» **TASK**
Arrange the stretch of the material below, from its first line through the line containing "[540,409,1280,720]", as a JSON list of strings, one string per line, with blank lines left out. Include both ends and nothing beyond that stretch.
— Start INFORMATION SHOWN —
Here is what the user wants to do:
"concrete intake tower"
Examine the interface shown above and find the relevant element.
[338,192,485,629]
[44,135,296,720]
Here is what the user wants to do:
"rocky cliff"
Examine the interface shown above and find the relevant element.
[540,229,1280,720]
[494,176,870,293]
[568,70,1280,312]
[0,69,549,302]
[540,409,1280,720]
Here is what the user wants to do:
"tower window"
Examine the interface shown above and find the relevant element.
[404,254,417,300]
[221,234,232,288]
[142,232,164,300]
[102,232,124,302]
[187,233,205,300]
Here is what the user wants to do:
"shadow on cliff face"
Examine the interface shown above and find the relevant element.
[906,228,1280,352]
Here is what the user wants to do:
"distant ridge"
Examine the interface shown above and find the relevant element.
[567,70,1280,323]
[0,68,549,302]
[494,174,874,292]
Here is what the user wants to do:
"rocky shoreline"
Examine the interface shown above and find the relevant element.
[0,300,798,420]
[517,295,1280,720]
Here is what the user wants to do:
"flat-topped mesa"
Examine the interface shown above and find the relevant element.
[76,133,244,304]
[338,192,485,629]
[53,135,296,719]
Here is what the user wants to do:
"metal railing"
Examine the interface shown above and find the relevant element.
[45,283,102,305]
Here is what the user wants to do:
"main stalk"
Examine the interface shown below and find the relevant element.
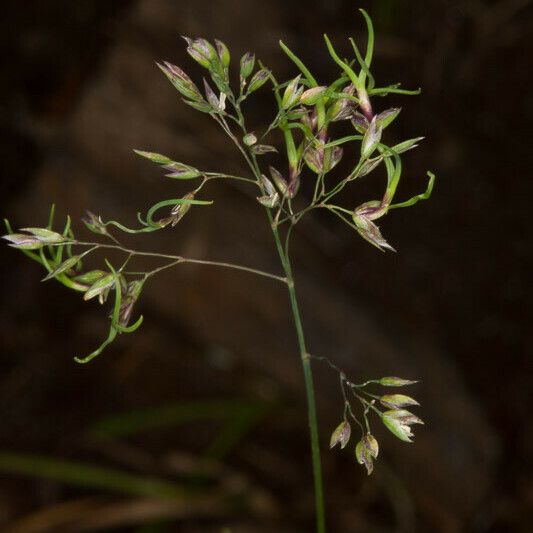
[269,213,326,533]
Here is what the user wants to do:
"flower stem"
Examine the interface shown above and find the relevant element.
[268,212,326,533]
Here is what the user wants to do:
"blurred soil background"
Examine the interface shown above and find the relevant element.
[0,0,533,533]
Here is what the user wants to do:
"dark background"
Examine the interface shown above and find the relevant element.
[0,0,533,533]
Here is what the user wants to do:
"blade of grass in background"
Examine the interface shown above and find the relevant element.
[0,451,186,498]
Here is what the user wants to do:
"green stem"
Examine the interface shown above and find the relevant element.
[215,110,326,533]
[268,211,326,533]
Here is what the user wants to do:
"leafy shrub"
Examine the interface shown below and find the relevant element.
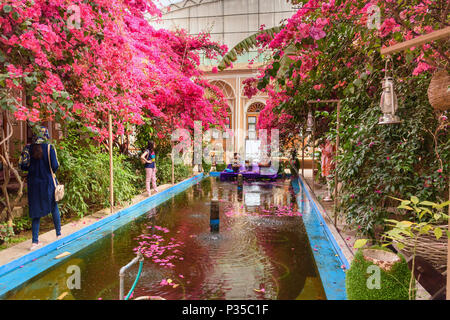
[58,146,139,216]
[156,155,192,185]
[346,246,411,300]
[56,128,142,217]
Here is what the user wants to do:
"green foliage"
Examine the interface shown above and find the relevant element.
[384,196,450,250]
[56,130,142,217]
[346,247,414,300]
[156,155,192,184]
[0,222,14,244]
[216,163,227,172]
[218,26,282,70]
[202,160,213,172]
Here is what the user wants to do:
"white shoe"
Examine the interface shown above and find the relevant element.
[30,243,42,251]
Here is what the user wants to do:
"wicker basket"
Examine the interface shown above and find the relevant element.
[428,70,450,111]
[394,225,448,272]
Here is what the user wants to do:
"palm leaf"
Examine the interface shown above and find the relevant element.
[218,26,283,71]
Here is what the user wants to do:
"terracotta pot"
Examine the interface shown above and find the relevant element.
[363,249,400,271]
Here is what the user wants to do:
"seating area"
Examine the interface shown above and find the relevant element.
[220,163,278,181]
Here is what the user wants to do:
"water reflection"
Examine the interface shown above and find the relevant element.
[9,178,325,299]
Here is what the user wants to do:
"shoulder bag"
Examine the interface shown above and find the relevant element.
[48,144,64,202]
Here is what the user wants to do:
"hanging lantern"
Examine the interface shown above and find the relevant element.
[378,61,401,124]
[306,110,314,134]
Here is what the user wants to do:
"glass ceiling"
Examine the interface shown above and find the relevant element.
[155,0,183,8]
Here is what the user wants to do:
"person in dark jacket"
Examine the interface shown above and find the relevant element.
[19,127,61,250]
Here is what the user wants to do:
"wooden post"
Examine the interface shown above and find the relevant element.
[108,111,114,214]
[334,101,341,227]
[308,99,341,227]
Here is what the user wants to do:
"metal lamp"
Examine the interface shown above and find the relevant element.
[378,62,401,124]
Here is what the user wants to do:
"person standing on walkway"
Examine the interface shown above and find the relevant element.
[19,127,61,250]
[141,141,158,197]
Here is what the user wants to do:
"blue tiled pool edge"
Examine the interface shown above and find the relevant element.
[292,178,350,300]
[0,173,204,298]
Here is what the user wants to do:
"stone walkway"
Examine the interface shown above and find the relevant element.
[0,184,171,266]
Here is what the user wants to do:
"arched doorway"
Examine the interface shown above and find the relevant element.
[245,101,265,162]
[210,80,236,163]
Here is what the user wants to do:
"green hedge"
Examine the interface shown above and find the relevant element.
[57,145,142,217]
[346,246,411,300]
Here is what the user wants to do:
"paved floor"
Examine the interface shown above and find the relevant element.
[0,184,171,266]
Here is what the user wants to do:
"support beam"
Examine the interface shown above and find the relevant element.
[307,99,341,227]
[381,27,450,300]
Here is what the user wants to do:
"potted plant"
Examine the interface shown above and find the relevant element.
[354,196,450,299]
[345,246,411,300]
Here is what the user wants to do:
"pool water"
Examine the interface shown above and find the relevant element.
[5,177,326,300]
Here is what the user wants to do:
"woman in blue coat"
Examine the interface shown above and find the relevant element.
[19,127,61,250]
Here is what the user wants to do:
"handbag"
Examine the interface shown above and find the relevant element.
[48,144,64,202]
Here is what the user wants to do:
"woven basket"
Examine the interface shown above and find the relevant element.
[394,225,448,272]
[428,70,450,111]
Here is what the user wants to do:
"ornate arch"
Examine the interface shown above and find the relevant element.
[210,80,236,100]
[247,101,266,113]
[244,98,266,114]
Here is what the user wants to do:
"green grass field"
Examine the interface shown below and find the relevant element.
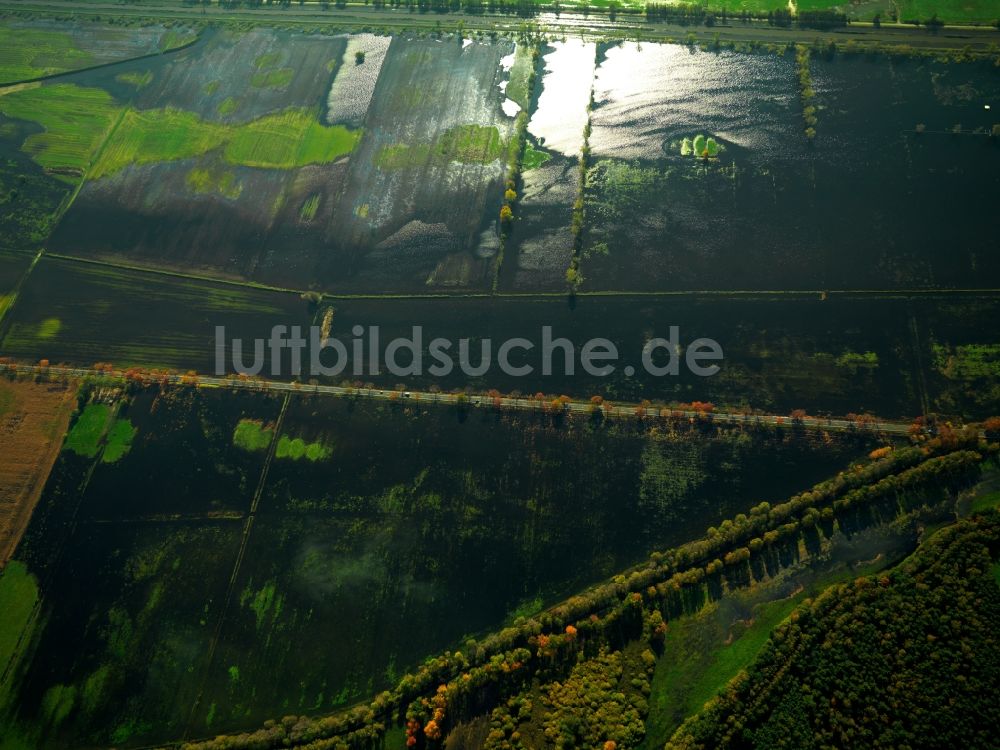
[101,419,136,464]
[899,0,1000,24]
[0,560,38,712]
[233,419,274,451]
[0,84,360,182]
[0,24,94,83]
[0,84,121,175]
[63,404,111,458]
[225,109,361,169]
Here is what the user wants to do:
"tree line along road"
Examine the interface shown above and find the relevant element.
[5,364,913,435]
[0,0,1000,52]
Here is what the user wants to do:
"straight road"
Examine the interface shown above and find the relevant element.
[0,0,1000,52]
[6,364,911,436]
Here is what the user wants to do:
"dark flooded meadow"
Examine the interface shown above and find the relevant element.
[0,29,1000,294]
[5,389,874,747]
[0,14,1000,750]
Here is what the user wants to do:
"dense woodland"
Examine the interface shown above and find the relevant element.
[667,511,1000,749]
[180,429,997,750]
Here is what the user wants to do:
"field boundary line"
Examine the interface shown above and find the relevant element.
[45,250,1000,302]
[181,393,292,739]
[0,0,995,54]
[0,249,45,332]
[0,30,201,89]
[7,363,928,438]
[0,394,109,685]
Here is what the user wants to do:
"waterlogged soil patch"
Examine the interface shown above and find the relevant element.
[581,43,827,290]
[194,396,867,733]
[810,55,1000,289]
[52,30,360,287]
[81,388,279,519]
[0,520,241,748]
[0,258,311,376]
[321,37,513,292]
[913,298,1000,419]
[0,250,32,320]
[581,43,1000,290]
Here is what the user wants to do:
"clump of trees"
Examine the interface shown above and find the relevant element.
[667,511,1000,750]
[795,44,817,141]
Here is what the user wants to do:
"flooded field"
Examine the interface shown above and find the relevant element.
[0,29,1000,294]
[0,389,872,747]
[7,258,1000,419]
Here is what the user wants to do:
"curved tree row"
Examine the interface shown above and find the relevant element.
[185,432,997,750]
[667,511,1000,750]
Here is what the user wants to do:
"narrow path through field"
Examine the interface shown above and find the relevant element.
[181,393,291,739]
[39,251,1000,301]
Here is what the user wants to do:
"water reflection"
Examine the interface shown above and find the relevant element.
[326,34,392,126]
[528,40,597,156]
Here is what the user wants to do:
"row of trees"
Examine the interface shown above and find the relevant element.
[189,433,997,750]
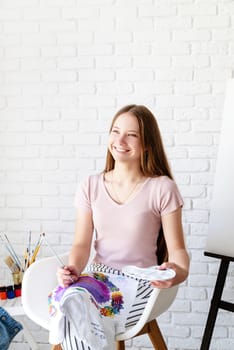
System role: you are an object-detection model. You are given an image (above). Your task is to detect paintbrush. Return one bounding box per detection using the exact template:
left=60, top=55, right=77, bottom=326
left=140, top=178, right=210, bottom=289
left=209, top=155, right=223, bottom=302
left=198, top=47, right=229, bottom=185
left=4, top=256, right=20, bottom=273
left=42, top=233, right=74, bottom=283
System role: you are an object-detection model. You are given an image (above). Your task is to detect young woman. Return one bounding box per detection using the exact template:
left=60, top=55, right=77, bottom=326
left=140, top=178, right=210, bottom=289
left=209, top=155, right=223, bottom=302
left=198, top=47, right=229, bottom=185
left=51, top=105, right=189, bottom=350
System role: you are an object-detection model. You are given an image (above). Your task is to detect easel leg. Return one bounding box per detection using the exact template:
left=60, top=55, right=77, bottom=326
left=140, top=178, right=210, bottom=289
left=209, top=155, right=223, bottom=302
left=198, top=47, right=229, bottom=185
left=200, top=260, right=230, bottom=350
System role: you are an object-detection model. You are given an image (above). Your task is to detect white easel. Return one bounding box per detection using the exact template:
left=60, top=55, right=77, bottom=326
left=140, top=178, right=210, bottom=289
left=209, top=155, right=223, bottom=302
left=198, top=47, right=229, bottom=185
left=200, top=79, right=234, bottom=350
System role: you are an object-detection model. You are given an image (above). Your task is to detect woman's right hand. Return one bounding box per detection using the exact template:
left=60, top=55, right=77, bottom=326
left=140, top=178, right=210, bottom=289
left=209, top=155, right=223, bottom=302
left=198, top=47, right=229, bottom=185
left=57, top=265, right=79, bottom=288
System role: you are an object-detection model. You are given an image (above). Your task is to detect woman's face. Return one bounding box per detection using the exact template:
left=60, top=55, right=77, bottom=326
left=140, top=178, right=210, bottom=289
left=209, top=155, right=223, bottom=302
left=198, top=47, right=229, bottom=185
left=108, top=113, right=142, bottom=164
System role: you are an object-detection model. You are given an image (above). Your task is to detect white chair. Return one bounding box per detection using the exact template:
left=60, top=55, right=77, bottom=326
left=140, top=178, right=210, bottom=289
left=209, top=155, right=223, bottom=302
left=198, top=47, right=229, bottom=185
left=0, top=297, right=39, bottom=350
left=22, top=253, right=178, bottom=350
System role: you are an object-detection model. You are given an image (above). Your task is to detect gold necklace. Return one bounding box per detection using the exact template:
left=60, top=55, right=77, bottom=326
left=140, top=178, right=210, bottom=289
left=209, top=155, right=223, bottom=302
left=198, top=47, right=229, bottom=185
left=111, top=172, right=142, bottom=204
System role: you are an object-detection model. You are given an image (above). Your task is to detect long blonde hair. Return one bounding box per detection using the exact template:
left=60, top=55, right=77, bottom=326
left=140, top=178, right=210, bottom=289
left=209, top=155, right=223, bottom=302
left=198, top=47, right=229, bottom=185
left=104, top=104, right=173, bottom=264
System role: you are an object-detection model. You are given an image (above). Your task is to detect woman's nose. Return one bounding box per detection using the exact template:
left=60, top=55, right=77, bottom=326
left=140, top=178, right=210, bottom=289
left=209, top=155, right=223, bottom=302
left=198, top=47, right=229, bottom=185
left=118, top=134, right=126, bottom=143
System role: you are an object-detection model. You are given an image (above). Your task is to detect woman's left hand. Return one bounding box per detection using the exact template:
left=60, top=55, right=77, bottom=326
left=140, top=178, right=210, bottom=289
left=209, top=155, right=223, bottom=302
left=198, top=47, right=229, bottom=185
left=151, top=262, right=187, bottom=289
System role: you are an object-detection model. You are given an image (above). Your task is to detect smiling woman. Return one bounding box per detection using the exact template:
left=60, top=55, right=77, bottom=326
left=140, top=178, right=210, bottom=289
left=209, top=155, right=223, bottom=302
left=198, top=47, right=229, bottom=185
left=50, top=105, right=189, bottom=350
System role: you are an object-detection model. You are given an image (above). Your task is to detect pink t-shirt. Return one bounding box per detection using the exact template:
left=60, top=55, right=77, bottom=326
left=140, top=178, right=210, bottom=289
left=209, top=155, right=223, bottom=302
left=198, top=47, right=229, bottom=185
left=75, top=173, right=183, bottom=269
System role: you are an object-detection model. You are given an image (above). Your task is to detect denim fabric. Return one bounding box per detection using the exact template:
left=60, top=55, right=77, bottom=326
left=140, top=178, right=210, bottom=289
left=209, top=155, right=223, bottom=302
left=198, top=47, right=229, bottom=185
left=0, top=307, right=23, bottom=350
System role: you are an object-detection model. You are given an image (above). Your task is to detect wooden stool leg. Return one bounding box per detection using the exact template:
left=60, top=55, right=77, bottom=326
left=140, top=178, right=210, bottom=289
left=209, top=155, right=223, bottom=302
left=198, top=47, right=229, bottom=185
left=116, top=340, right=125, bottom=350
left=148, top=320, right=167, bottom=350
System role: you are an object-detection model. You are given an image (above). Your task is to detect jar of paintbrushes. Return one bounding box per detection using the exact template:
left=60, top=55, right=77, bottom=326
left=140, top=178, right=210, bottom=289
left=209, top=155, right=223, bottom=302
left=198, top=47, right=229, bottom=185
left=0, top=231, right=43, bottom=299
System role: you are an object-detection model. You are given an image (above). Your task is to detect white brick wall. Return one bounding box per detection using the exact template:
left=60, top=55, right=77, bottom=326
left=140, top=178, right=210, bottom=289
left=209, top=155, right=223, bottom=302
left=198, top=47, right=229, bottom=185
— End INFORMATION SHOWN —
» **ANSWER FOR THE TASK**
[
  "Here is what the user wants to do:",
  "\"concrete intake tower\"",
  "Examine the interface shown above and find the relevant element.",
  "[338,192,485,629]",
  "[44,135,296,720]",
  "Here is what the user wants to do:",
  "\"rocky cliff\"",
  "Examine the interface shown above and find the relevant element.",
  "[540,229,1280,720]",
  "[494,176,870,293]",
  "[568,70,1280,312]",
  "[0,69,549,302]",
  "[540,409,1280,720]"
]